Point placement data:

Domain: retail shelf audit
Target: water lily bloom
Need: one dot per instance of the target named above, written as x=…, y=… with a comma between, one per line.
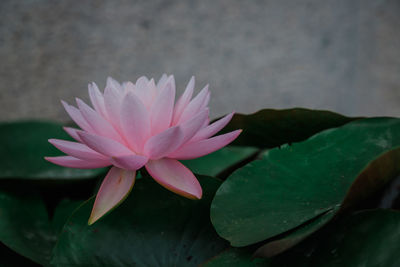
x=136, y=125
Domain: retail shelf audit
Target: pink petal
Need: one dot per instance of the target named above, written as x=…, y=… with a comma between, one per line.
x=193, y=125
x=129, y=162
x=104, y=145
x=142, y=91
x=97, y=99
x=204, y=147
x=73, y=133
x=195, y=105
x=164, y=143
x=77, y=117
x=128, y=86
x=112, y=101
x=153, y=91
x=98, y=123
x=114, y=189
x=135, y=121
x=183, y=101
x=162, y=80
x=71, y=162
x=174, y=176
x=212, y=129
x=76, y=150
x=162, y=109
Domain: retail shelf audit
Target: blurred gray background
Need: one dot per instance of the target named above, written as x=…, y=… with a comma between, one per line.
x=342, y=55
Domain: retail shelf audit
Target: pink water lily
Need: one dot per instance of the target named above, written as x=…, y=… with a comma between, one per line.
x=136, y=125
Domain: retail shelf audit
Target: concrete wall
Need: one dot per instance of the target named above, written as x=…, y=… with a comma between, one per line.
x=340, y=55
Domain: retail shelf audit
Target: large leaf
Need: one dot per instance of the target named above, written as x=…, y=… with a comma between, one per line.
x=25, y=226
x=292, y=185
x=364, y=239
x=269, y=128
x=152, y=227
x=368, y=238
x=23, y=146
x=221, y=160
x=374, y=177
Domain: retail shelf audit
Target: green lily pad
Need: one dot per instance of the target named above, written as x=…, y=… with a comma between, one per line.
x=23, y=146
x=152, y=227
x=367, y=238
x=10, y=258
x=364, y=239
x=25, y=226
x=235, y=257
x=292, y=185
x=270, y=128
x=221, y=160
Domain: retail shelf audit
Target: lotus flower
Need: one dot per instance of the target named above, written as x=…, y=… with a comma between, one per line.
x=136, y=125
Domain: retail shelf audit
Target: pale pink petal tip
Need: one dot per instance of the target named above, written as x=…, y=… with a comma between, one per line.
x=115, y=187
x=71, y=162
x=174, y=176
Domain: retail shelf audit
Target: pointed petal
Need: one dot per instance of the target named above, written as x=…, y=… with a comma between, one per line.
x=164, y=143
x=212, y=129
x=135, y=121
x=153, y=92
x=204, y=147
x=97, y=99
x=183, y=101
x=192, y=126
x=73, y=133
x=77, y=117
x=99, y=124
x=104, y=145
x=112, y=101
x=174, y=176
x=195, y=105
x=129, y=162
x=71, y=162
x=162, y=80
x=76, y=150
x=128, y=87
x=142, y=91
x=114, y=189
x=162, y=109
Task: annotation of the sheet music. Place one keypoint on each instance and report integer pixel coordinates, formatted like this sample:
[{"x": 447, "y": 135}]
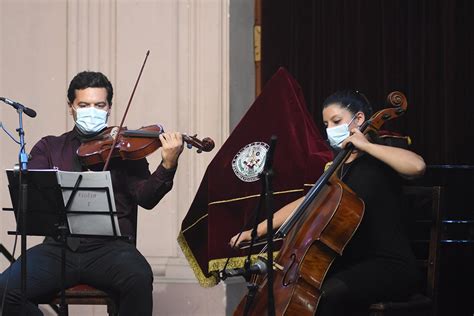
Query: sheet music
[{"x": 90, "y": 197}]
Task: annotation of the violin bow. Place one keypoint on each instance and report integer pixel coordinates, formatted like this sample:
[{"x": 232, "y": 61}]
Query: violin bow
[{"x": 125, "y": 114}]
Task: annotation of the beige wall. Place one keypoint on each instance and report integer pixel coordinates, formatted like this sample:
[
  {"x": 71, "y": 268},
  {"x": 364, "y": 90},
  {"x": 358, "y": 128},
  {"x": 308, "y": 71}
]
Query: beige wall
[{"x": 44, "y": 43}]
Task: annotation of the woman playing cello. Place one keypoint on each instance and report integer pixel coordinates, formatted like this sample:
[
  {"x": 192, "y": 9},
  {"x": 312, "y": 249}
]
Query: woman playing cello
[{"x": 378, "y": 263}]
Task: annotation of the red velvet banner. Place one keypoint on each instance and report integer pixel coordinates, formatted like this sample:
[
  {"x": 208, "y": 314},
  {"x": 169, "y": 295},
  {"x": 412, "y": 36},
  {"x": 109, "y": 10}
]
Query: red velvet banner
[{"x": 229, "y": 191}]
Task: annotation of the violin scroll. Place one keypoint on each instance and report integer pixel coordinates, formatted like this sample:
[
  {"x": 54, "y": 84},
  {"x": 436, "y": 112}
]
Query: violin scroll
[
  {"x": 206, "y": 144},
  {"x": 397, "y": 100}
]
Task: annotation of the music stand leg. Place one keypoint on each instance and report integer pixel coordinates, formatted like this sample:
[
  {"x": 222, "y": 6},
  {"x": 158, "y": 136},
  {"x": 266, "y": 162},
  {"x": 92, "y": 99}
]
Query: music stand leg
[
  {"x": 63, "y": 309},
  {"x": 22, "y": 210}
]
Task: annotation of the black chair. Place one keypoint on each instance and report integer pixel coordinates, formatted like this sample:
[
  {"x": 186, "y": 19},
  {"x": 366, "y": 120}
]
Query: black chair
[{"x": 423, "y": 217}]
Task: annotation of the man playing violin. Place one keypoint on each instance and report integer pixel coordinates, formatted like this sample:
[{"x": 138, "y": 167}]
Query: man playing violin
[
  {"x": 114, "y": 266},
  {"x": 378, "y": 263}
]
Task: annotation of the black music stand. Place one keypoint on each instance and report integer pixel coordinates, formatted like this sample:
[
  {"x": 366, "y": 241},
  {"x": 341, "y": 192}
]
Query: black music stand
[{"x": 48, "y": 215}]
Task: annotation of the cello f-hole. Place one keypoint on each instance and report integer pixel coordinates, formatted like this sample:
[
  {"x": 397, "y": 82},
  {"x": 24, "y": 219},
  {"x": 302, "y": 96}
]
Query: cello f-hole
[{"x": 284, "y": 281}]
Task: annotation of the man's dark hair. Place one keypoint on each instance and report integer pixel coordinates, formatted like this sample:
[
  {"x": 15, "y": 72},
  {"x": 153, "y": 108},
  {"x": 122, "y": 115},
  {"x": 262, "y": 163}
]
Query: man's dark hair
[{"x": 89, "y": 79}]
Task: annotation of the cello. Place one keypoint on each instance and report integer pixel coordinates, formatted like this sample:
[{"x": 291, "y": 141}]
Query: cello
[{"x": 315, "y": 234}]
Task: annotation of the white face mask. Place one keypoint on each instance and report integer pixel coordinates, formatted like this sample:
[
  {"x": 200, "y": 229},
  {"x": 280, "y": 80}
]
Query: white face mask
[
  {"x": 337, "y": 134},
  {"x": 90, "y": 120}
]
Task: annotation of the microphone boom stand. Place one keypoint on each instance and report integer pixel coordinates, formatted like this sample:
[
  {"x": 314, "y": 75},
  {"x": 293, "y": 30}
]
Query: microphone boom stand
[
  {"x": 266, "y": 177},
  {"x": 22, "y": 204}
]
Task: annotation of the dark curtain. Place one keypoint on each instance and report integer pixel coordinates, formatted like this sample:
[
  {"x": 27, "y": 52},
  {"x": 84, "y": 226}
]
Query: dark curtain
[{"x": 423, "y": 48}]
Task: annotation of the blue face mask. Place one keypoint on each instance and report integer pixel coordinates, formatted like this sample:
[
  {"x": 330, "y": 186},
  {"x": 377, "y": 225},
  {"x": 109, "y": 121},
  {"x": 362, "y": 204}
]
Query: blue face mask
[
  {"x": 337, "y": 134},
  {"x": 90, "y": 120}
]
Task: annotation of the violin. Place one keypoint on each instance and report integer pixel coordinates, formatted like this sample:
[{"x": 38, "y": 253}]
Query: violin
[{"x": 131, "y": 144}]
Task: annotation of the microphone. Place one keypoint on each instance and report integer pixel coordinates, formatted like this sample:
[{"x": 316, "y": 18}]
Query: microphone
[
  {"x": 19, "y": 106},
  {"x": 258, "y": 267}
]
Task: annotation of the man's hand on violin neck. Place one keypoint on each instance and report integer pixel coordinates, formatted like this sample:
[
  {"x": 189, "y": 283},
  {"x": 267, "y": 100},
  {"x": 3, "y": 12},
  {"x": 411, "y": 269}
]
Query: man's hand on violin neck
[{"x": 171, "y": 148}]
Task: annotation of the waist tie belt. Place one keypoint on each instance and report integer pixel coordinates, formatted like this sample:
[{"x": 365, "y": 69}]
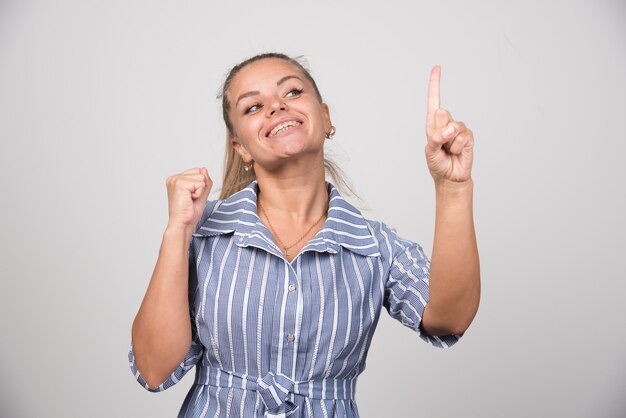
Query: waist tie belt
[{"x": 275, "y": 389}]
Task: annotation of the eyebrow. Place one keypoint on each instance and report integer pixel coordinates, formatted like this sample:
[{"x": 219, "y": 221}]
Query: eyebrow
[{"x": 255, "y": 92}]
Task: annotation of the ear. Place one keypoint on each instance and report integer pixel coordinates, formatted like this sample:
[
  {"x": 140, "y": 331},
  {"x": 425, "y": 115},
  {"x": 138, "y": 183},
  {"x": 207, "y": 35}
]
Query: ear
[
  {"x": 241, "y": 149},
  {"x": 327, "y": 122}
]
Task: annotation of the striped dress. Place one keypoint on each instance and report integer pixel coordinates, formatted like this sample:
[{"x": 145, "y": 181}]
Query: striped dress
[{"x": 273, "y": 338}]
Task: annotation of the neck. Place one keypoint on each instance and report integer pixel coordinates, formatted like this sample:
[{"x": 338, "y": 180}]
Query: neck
[{"x": 300, "y": 197}]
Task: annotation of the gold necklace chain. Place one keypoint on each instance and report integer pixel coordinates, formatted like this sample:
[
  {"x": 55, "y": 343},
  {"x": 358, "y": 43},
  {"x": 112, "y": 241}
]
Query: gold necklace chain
[{"x": 280, "y": 242}]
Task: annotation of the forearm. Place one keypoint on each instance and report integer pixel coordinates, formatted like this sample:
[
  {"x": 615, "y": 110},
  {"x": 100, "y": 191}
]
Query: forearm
[
  {"x": 161, "y": 331},
  {"x": 455, "y": 269}
]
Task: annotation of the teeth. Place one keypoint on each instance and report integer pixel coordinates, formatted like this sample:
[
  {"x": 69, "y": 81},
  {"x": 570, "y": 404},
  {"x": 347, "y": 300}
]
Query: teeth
[{"x": 284, "y": 126}]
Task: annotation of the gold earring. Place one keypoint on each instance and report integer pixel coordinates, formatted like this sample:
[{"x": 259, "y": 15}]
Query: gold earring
[{"x": 330, "y": 134}]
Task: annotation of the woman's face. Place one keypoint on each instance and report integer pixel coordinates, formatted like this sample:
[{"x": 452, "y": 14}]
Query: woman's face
[{"x": 276, "y": 115}]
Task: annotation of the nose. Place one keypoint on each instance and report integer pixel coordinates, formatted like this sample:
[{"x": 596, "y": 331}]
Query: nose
[{"x": 278, "y": 105}]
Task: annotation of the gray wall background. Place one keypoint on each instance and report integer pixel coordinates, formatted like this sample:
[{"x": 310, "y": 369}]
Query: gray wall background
[{"x": 101, "y": 101}]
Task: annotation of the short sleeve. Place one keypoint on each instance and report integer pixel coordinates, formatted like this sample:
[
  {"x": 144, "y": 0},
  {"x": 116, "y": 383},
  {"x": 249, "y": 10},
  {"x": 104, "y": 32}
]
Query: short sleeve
[
  {"x": 195, "y": 350},
  {"x": 191, "y": 359},
  {"x": 406, "y": 289}
]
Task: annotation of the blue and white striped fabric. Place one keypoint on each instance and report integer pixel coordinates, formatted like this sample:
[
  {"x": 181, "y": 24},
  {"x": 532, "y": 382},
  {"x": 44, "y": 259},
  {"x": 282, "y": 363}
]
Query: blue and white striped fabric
[{"x": 279, "y": 339}]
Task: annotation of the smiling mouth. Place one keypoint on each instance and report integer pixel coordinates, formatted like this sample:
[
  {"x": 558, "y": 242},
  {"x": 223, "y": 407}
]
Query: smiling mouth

--- Exercise task ---
Set out the data as a numbered list, from the start through the line that contains "x=340, y=55", both ends included. Skip blank lines and leave the pictures out.

--- Exercise response ---
1. Domain: retail shelf audit
2. Target: water lily bloom
3. Need: one dot per instance of the target named above, written as x=…, y=… with a comma between, one per line.
4. x=136, y=125
5. Domain: retail shelf audit
6. Target: pink petal
7. Need: one dot per instance of the target named above, written as x=…, y=… with a comma between, one per line.
8. x=193, y=125
9. x=129, y=162
10. x=104, y=145
11. x=142, y=91
12. x=97, y=99
13. x=204, y=147
14. x=73, y=133
15. x=195, y=105
16. x=164, y=143
17. x=77, y=117
18. x=128, y=86
19. x=112, y=101
20. x=153, y=91
21. x=98, y=123
22. x=114, y=189
23. x=135, y=121
24. x=183, y=101
25. x=162, y=80
26. x=71, y=162
27. x=174, y=176
28. x=212, y=129
29. x=76, y=150
30. x=162, y=109
31. Domain: retail shelf audit
32. Target: blurred gray background
33. Need: one dot per instance of the target named above, written as x=…, y=… with a comma between, one per line.
34. x=342, y=55
35. Domain: retail shelf audit
36. Target: pink water lily
37. Need: one dot per instance of the target named above, written as x=…, y=… with a comma between, one per line.
38. x=136, y=125
39. Domain: retail shelf audit
40. Target: concrete wall
41. Need: one dot per instance of the target named above, written as x=…, y=… with a comma between, one per line.
42. x=340, y=55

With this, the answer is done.